▶ _PROMPT_
Copy the listing below, swapping "shrub" for "bush" and leaving every other line unchanged. Omit the pictures.
--- BEGIN RECORDED DATA ---
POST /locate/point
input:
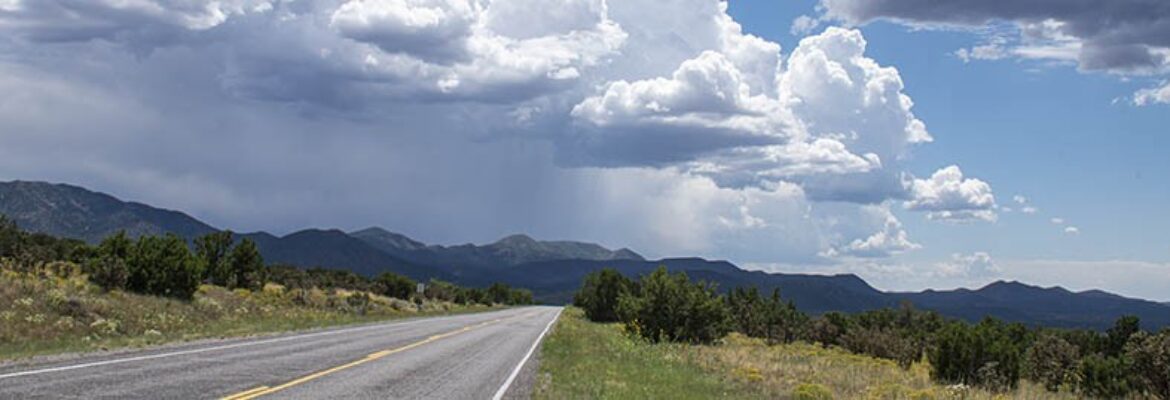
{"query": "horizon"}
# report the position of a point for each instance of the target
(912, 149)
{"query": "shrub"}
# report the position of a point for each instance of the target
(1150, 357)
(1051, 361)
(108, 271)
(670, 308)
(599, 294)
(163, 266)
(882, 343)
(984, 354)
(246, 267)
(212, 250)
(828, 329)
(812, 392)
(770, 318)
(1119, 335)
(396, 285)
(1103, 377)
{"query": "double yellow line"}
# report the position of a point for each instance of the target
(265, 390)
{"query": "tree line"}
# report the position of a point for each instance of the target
--- END RECORDED DATA ---
▶ _THE RESPONSE_
POST /locate/point
input:
{"query": "horizon"}
# report the position of a point for each instance of the target
(912, 149)
{"query": "bush"}
# report the position of a point for each instance of the target
(1150, 357)
(1051, 361)
(108, 271)
(670, 308)
(599, 294)
(163, 266)
(882, 343)
(984, 354)
(246, 267)
(212, 250)
(828, 329)
(812, 392)
(770, 318)
(1119, 335)
(396, 285)
(1103, 377)
{"query": "double yellow line"}
# report the position of a point for each instance of the target
(265, 390)
{"query": "tree line"}
# report the position of a point for each instance of the target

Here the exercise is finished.